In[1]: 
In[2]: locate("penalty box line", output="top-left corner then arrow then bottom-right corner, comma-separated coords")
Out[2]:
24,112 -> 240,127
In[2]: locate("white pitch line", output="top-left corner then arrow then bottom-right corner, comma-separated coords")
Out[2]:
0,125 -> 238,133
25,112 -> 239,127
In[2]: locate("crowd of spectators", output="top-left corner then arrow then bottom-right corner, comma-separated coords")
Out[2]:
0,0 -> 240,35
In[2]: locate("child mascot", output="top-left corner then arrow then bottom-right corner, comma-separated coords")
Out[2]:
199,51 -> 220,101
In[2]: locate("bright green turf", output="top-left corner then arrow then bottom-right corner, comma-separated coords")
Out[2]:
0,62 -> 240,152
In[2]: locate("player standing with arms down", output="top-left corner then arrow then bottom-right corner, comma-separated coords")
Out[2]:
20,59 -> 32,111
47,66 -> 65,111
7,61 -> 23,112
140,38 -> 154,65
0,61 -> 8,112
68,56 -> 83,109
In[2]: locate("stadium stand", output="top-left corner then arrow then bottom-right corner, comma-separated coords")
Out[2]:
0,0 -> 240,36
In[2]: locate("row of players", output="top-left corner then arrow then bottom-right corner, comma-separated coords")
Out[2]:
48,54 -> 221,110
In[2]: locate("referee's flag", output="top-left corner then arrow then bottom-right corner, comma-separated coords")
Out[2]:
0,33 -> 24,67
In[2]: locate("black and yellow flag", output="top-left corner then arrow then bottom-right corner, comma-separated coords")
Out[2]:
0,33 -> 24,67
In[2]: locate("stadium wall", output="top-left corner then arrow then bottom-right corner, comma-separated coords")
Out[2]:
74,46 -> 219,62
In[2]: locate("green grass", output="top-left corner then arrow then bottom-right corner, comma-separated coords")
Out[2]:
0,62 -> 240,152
■ ■ ■ ■
Render every line of the listing above as a numbered list, omitting any blank lines.

* _Complete answer_
1. In[1]: 
2. In[2]: locate("penalty box line", output="top-left corner then arrow then bottom-right corner, comma-separated coords")
3. Out[2]:
4. 24,112 -> 240,127
5. In[2]: locate("white pitch line", output="top-left corner then arrow then bottom-right corner, comma-separated coords")
6. Out[2]:
7. 0,125 -> 238,133
8. 25,112 -> 239,127
9. In[2]: locate("crowd of spectators", output="top-left corner then arrow then bottom-right corner, comma-separated coords")
10. Out[2]:
11. 0,0 -> 240,35
12. In[2]: locate("child mascot", output="top-left corner then arrow then bottom-right corner, comma-separated coords")
13. Out[2]:
14. 199,51 -> 220,101
15. In[2]: locate("bright green turf", output="top-left corner then arrow then bottom-right corner, comma-separated coords")
16. Out[2]:
17. 0,62 -> 240,152
18. In[2]: locate("player standing with arms down", output="top-left corner then arrow then bottom-right corner, comma-separated coords")
19. Out[2]:
20. 20,59 -> 32,111
21. 47,66 -> 65,111
22. 7,61 -> 23,112
23. 140,38 -> 154,65
24. 0,61 -> 8,112
25. 68,56 -> 83,109
26. In[2]: locate("stadium stand", output="top-left corner then arrow then bottom-right corner, comma-separated coords")
27. Out[2]:
28. 0,0 -> 240,36
29. In[2]: locate("row of players", output="top-left corner then arrow then bottom-right corner, comma-separated coords")
30. Out[2]:
31. 48,54 -> 221,110
32. In[2]: locate("referee's flag", output="top-left corner then arrow then bottom-right corner, comma-separated coords")
33. Out[2]:
34. 0,33 -> 24,67
35. In[2]: locate("black and yellow flag", output="top-left corner then arrow then bottom-right corner, comma-separated coords")
36. Out[2]:
37. 0,33 -> 24,67
38. In[2]: locate("stadium wall", output="top-left corner then arrow then bottom-right corner, comma-separated coords")
39. Out[2]:
40. 74,46 -> 219,62
41. In[2]: locate("green grass", output="top-left corner then arrow then bottom-right corner, comma-separated coords")
42. Out[2]:
43. 0,62 -> 240,152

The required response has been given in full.